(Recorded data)
>>>

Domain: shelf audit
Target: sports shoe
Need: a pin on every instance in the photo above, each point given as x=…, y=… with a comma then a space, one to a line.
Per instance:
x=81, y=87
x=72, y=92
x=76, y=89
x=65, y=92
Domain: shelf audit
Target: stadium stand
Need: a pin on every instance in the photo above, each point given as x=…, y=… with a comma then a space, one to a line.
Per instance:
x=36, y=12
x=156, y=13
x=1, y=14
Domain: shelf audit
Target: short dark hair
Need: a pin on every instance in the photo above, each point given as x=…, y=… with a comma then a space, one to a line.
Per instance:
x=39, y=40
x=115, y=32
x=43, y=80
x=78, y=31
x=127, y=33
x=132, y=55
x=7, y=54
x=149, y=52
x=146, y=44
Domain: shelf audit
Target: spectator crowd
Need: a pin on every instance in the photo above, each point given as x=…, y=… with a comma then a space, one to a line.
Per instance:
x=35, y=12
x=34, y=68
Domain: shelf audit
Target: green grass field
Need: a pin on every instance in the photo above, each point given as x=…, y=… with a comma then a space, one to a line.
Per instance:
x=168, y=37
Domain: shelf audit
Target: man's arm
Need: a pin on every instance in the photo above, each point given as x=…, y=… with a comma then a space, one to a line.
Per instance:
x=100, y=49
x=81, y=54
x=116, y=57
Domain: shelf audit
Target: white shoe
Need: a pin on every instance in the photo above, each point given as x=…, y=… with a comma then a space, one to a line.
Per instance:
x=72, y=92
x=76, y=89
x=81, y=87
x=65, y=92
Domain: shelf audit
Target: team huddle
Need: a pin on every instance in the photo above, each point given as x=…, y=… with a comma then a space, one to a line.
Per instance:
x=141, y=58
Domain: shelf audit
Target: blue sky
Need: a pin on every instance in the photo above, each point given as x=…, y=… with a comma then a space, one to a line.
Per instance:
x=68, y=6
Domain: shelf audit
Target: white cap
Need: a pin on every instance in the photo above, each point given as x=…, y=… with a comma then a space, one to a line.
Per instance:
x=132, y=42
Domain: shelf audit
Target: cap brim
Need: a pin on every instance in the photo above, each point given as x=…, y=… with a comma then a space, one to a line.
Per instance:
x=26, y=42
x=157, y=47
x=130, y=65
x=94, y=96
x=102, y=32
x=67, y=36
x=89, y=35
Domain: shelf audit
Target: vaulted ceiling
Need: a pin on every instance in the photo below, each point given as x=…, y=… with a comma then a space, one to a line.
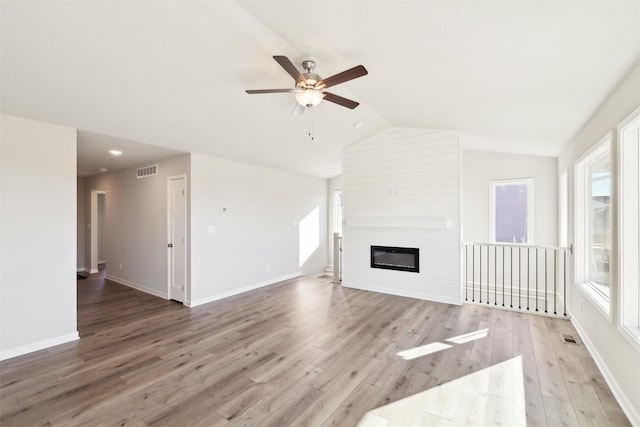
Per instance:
x=512, y=75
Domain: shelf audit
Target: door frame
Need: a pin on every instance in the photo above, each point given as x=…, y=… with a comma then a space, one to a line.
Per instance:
x=187, y=290
x=93, y=235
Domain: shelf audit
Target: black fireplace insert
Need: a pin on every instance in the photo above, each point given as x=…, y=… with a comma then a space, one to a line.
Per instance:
x=395, y=258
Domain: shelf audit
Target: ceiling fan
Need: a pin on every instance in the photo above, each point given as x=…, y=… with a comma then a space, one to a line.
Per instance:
x=309, y=88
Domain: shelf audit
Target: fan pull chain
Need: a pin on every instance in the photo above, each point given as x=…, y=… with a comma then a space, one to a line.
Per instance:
x=311, y=124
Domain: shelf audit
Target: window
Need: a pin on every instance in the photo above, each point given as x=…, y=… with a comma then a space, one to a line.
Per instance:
x=629, y=224
x=593, y=232
x=512, y=211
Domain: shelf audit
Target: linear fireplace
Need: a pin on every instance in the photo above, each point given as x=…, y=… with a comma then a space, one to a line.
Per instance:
x=394, y=258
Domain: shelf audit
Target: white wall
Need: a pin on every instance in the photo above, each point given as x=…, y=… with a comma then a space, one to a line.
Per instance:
x=480, y=167
x=256, y=240
x=81, y=224
x=402, y=188
x=135, y=229
x=617, y=358
x=38, y=229
x=334, y=184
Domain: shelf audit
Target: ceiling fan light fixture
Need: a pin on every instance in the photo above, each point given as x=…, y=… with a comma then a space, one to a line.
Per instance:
x=309, y=97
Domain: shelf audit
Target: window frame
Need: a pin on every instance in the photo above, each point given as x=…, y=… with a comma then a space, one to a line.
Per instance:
x=629, y=203
x=493, y=184
x=582, y=228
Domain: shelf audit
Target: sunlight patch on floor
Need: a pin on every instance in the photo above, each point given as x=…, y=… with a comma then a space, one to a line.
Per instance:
x=490, y=397
x=471, y=336
x=423, y=350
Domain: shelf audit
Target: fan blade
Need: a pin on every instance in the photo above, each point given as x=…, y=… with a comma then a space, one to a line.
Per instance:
x=255, y=91
x=340, y=100
x=298, y=110
x=289, y=67
x=336, y=79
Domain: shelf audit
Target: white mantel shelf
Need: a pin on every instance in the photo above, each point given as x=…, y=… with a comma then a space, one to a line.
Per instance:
x=425, y=223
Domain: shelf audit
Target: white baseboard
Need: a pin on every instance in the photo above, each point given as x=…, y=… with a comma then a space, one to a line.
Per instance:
x=40, y=345
x=233, y=292
x=404, y=293
x=137, y=286
x=618, y=393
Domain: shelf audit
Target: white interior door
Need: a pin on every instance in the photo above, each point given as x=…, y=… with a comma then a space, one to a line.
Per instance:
x=177, y=238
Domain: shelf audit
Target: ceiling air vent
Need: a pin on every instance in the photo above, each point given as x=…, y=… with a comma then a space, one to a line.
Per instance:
x=148, y=171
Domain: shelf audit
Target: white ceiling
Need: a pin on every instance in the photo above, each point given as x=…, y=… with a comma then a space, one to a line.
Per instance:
x=512, y=75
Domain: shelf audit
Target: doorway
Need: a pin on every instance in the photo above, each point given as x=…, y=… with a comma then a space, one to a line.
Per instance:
x=98, y=214
x=177, y=236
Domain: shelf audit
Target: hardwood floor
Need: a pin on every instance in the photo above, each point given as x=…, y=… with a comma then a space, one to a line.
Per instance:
x=304, y=352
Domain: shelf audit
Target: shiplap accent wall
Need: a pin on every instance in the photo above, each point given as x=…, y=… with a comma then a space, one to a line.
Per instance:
x=402, y=188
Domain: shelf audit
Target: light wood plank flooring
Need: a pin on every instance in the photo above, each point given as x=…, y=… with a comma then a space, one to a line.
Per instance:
x=304, y=352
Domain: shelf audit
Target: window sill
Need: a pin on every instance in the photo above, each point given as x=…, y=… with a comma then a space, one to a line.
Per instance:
x=632, y=334
x=597, y=299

<<<

Your answer must be an exact copy of the entries above, with no pictures in it.

Domain: shelf audit
Target: sports shoe
Need: a pin on every instance in the photo above, each point given as x=…, y=… with a comma then a space, one to a line.
Per instance:
x=81, y=87
x=72, y=92
x=76, y=89
x=65, y=92
Domain: shelf audit
Target: stadium stand
Need: a pin on every instance in the photo above, each point given as x=…, y=… with a comma then a space, one to a line.
Per instance:
x=36, y=12
x=156, y=13
x=1, y=14
Domain: shelf audit
Target: short dark hair
Need: a pin on every instance in the photo above, each point given as x=…, y=… with a comma then a space, one to a line.
Per instance:
x=39, y=40
x=115, y=32
x=43, y=80
x=78, y=31
x=127, y=33
x=132, y=55
x=7, y=54
x=149, y=52
x=146, y=44
Domain: shelf audit
Target: spectator crowd
Need: a pin on every instance in the photo above, each point given as x=…, y=… with a comma then a space, one to a line.
Per instance:
x=35, y=12
x=34, y=68
Domain: shelf audit
Target: green grass field
Need: a pin on every instance in the photo above, each point given as x=…, y=… with a comma then a space, one to a line.
Per instance:
x=168, y=37
Domain: shelf audit
Target: man's arm
Need: a pin on every instance in the photo above, each point given as x=…, y=… with a comma then a space, one to a line.
Per instance:
x=100, y=49
x=81, y=54
x=116, y=57
Domain: shelf audit
Target: white shoe
Need: a pin on every instance in the photo above, each point given as x=…, y=… with a comma then a space, one to a line.
Per instance:
x=72, y=92
x=76, y=89
x=81, y=87
x=65, y=92
Domain: shelf audit
Target: team huddle
Need: a pin on every instance in the photo above, each point given as x=…, y=… with a comma then a space, one to a line.
Per instance:
x=141, y=58
Domain: shelf audit
Target: blue sky
Need: a pin on every instance in the photo above, each point given as x=…, y=… with a comma then a space, one to a line.
Per instance:
x=68, y=6
Domain: shelf audit
Target: white cap
Need: a pin on every instance in the photo above, each point given as x=…, y=… with a comma then a space, one to a line.
Per instance:
x=132, y=42
Domain: shelf audit
Target: cap brim
Need: a pin on every instance in the photo above, each point given as x=…, y=… with a comma then a space, one to a line.
Per instance:
x=26, y=42
x=157, y=47
x=130, y=65
x=94, y=96
x=102, y=32
x=67, y=36
x=89, y=35
Domain: shelf audit
Target: vaulted ceiling
Need: a pin on every instance in the photo below, each point given as x=…, y=… with a comma then a space, one to a line.
Per instance:
x=512, y=75
Domain: shelf audit
Target: door frame
Need: a pin on every instance in the photo above, each point given as x=…, y=… with a comma then a space, one to a line.
Per instance:
x=187, y=290
x=93, y=235
Domain: shelf audit
Target: black fireplace insert
Need: a pin on every instance in the photo above, each point given as x=…, y=… with a comma then a space, one to a line.
Per instance:
x=395, y=258
Domain: shelf audit
Target: ceiling fan
Need: a pin on every instance in the photo above, each point given as x=…, y=… with a comma then a space, one to a line.
Per instance:
x=309, y=88
Domain: shelf audit
Target: fan pull chain
Need: a pin on every instance in the photo above, each point given as x=…, y=… with a comma then a space, one to a line.
Per instance:
x=311, y=124
Domain: shelf audit
Target: window
Need: a pin on every instance in the photo above, each point given as x=…, y=… with a comma then a space, one to a line.
Per instance:
x=629, y=224
x=593, y=232
x=512, y=211
Domain: shelf audit
Target: linear fireplace
Need: a pin on every instance in the photo above, each point given as x=…, y=… with a comma then a space, one to a line.
Per instance:
x=394, y=258
Domain: shelf audit
Target: white wall
Need: a pin on every instance in the photo above, each point given as x=…, y=… with a comma then a space, one to a line.
Per instance:
x=480, y=167
x=256, y=240
x=81, y=224
x=402, y=188
x=135, y=229
x=617, y=358
x=38, y=229
x=334, y=184
Domain: shelf audit
Target: ceiling fan light fixture
Need: a pin on every instance in the photo above, each point given as x=…, y=… with a comma then a space, one to a line.
Per instance:
x=309, y=97
Domain: shelf audit
Target: window frame
Need: a pin on every instance in the photo above, each point given as x=…, y=… with a comma then a space, one to a line.
Per instance:
x=629, y=203
x=493, y=184
x=582, y=228
Domain: shelf audit
Target: sunlight patch on floor
Need: a pin on every instance in the photo above, each point given as x=…, y=… with a comma then a space, one to a line.
Per instance:
x=490, y=397
x=471, y=336
x=423, y=350
Domain: shelf audit
Target: fan blade
Need: a pin on every instance in the photo above, each point given as x=…, y=… with a comma then a space, one to a line.
Per instance:
x=255, y=91
x=340, y=100
x=298, y=110
x=289, y=67
x=336, y=79
Domain: shelf audit
Target: white mantel shelf
Need: a pin on every instance in the photo above, each point given as x=…, y=… with a comma then a space, one to a line.
Per instance:
x=425, y=223
Domain: shelf audit
Target: white baseboard
Need: a pin on every instance in the photo above, each point given as x=…, y=… with a comma then a space, one to a line.
Per instance:
x=40, y=345
x=233, y=292
x=404, y=293
x=137, y=286
x=618, y=393
Domain: shelf audit
Target: white interior door
Need: a pin on every instance in the photo above, each point given as x=…, y=… with a comma then a space, one to a line.
Per instance:
x=177, y=238
Domain: shelf audit
Target: ceiling air vent
Need: a pin on every instance in the photo above, each point given as x=…, y=… with a comma then a space, one to a line.
Per instance:
x=148, y=171
Domain: shelf audit
Target: white ceiling
Need: a pin on every instance in the photo above, each point given as x=…, y=… with a comma then a space, one to a line.
Per instance:
x=512, y=75
Domain: shelf audit
Target: doorway
Need: a pin on every instance in the photo above, each point given as x=…, y=… with a comma then a space, one to a line.
Per instance:
x=98, y=214
x=177, y=236
Domain: shelf audit
Target: hardwood floor
Need: a pin on every instance in the photo above, each point given as x=…, y=… with a comma then a space, one to a line.
Per instance:
x=304, y=352
Domain: shelf audit
Target: shiplap accent wall
Need: a pin on every instance in the photo above, each point given as x=…, y=… with a comma then a space, one to a line.
Per instance:
x=402, y=188
Domain: shelf audit
Target: light wood plank flooring
Need: a pin on every instance in the photo above, each point given as x=…, y=… with a comma then a space, one to a line.
Per instance:
x=304, y=352
Domain: shelf audit
Target: window sill
Need: a pin on every instance in the photo above, each point given as x=…, y=… with a comma then a space, one to a line.
Per instance:
x=632, y=334
x=597, y=299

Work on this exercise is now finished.